**Extrait choisi**
Après la montée des hostilités entre Israël et l’Iran le 13 juin 2025, les expulsions de masse se sont encore intensifiées. Le 22 juin 2025, les médias d'État ont cité un responsable de la police iranienne des frontières, déclarant que « tous les ressortissants non autorisés doivent quitter l'Iran », une expression souvent utilisée par les autorités pour désigner les Afghan·e·s. Cette campagne d’expulsions illégales s’est accompagnée de descentes, de contrôles et de fouilles, d’arrestations arbitraires et de retours forcés de personnes qui n’avaient pour seuls biens que les habits qu’elles portaient. Les responsables iraniens ont intensifié l’emploi de paroles déshumanisantes à l’égard des Afghan·e·s, alimentant ainsi les discours et les crimes de haine. Ils privent également les Afghan·e·s, y compris les mineur·e·s, de leurs droits socio-économiques, notamment l’accès à l’enseignement primaire et secondaire, et l’accès aux soins de santé.

**Extrait de données**
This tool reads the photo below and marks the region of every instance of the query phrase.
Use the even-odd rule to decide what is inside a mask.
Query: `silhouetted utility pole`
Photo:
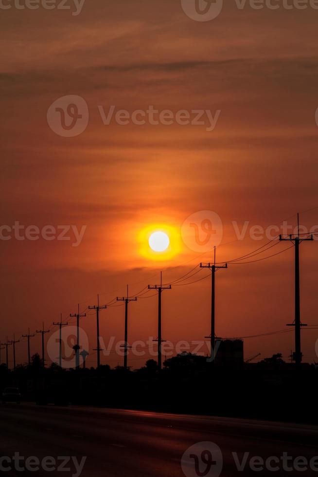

**Objectif de l'exercice**
Dans l'extrait sur les expulsions d'Afghan·e·s en Iran, qu'est-ce qui indique que la déclaration du responsable de la police iranienne des frontières citée le 22 juin 2025 concerne les Afghan·e·s ? Répondez en une à trois phrases.

**La réponse**
Ce responsable a déclaré que « tous les ressortissants non autorisés doivent quitter l'Iran ». Or les autorités emploient souvent cette expression pour désigner les Afghan·e·s.